§ **DATA SHOWN**:
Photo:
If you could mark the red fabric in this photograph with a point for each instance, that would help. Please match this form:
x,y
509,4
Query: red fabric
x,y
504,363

==

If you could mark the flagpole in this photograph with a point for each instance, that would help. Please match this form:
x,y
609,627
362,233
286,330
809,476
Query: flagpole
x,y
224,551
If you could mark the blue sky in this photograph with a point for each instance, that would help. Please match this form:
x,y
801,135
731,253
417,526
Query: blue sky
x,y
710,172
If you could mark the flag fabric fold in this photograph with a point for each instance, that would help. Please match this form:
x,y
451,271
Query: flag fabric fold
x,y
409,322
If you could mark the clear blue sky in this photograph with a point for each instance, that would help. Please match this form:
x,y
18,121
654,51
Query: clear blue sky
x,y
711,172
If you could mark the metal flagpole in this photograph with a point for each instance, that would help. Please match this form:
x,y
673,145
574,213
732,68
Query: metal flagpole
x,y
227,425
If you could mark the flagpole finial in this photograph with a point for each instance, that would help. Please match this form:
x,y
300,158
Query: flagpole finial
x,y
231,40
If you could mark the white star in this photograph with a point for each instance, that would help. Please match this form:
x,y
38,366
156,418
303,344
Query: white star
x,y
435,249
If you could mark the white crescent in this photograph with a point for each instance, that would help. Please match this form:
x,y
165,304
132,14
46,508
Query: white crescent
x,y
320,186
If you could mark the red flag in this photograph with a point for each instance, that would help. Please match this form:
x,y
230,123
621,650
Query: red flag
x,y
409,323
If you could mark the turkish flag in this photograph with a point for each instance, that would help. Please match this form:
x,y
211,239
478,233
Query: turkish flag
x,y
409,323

§ **TASK TO COMPLETE**:
Show all lines above holding "that".

§ **ANSWER**:
If you could mark the red fabric in this photograph with a point for each instance, that would help. Please match this form:
If you could mark the flagpole in this photograph with a point for each instance, that would help. Please match this form:
If you could mark the blue sky in this photograph with a point for each instance, that would help. Please match this form:
If you could mark the flag fabric fold in this photograph with a point for each instance, that would help. Please match this form:
If you could mark the clear blue sky in this photograph with a point for each instance, that would help. Please match this form:
If you could mark the metal flagpole in this photograph with a point for each instance, that would help. Please match this form:
If you could mark the flagpole finial in this photograph with a point for each instance, that would help. Please match this form:
If you could mark the white star in this photograph with a point for each instance, that would help. Please match this form:
If you could mark the white crescent in this photograph with a point for each instance, that would help. Please match this form:
If you could mark the red flag in this photograph with a point for each instance, that would help. Please match this form:
If you could mark the turkish flag in this photograph with a point for each instance, that would help. Please match this form:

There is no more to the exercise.